# Stored records
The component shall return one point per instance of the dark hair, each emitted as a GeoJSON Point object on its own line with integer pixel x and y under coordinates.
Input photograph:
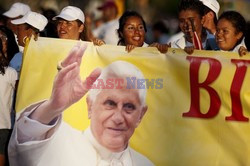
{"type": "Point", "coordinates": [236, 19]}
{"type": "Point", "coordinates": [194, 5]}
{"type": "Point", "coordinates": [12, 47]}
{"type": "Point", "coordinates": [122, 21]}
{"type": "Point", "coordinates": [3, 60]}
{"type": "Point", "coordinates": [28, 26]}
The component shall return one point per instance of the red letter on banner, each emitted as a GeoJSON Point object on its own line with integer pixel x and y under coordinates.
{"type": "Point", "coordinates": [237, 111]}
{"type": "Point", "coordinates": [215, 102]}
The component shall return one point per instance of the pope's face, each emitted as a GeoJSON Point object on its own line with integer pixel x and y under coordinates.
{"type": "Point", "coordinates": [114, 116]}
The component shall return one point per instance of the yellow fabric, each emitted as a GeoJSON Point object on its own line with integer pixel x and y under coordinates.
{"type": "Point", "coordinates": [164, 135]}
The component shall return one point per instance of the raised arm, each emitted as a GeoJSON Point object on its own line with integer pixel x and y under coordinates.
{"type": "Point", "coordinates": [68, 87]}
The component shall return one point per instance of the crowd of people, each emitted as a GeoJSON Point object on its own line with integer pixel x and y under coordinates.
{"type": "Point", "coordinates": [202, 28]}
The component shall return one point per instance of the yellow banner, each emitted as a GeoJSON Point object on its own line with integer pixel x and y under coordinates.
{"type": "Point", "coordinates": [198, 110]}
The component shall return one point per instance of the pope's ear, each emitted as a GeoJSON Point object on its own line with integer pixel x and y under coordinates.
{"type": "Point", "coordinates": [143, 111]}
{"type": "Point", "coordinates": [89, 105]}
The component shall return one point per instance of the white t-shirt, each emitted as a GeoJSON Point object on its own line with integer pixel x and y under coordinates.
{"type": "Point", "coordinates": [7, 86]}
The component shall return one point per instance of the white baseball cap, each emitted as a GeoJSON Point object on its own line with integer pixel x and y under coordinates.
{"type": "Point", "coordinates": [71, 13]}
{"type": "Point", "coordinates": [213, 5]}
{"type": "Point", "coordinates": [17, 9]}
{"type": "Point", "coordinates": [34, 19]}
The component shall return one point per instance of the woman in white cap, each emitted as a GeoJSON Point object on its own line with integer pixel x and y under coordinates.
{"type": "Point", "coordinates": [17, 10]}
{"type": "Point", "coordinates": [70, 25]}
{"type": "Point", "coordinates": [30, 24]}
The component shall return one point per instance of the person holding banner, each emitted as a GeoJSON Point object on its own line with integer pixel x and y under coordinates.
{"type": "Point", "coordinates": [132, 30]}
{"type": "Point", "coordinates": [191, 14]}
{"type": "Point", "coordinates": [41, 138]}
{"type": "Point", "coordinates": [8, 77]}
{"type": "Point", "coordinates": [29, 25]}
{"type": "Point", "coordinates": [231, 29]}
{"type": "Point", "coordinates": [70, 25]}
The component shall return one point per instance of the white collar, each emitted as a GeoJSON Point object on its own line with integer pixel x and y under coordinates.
---
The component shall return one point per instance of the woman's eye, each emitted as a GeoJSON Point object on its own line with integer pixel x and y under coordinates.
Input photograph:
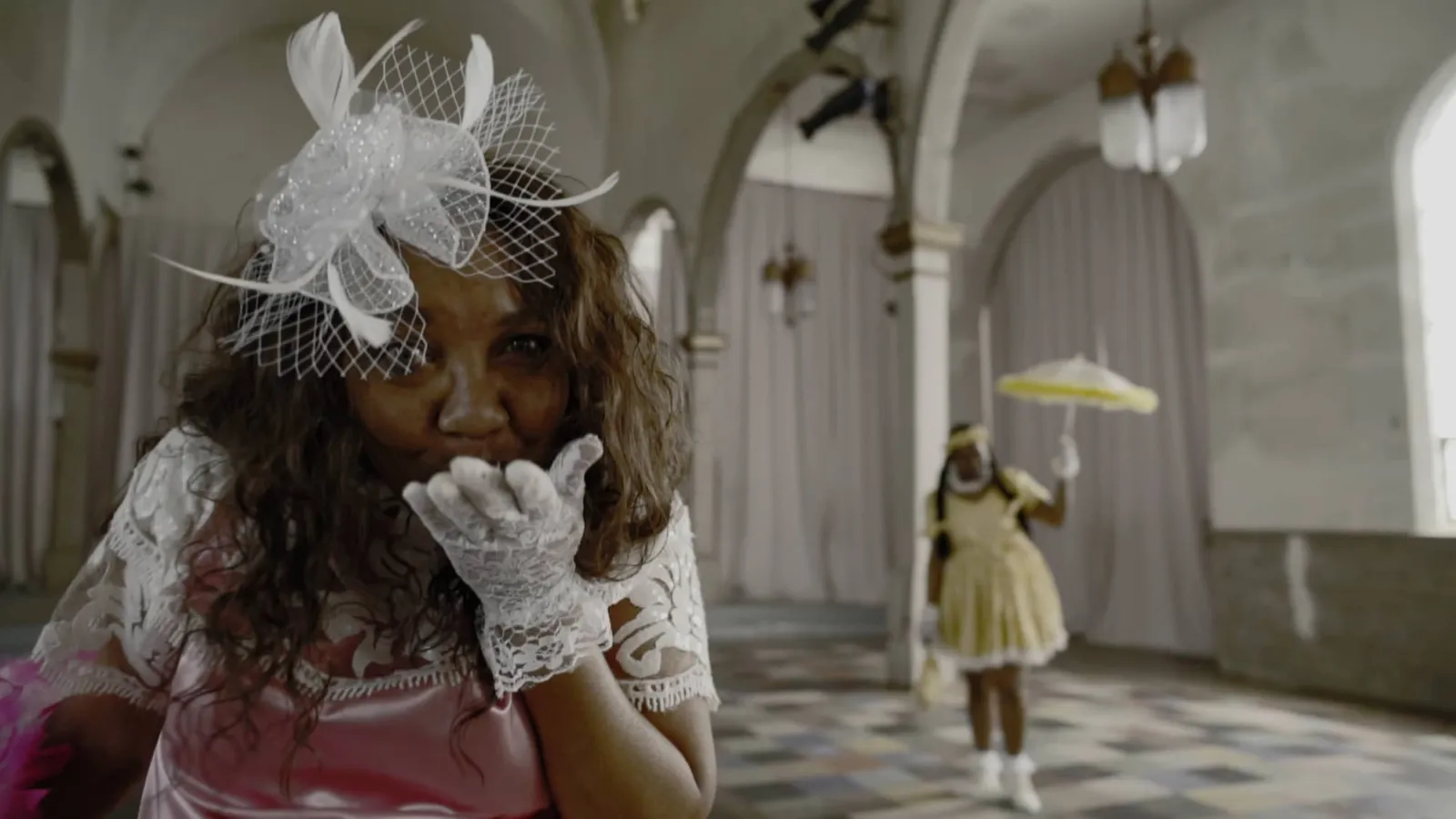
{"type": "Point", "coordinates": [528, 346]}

# Aim
Count the lines in the items above that contain the string "woman", treating uppercase and lowercase as different. Reply with the number only.

# Correct response
2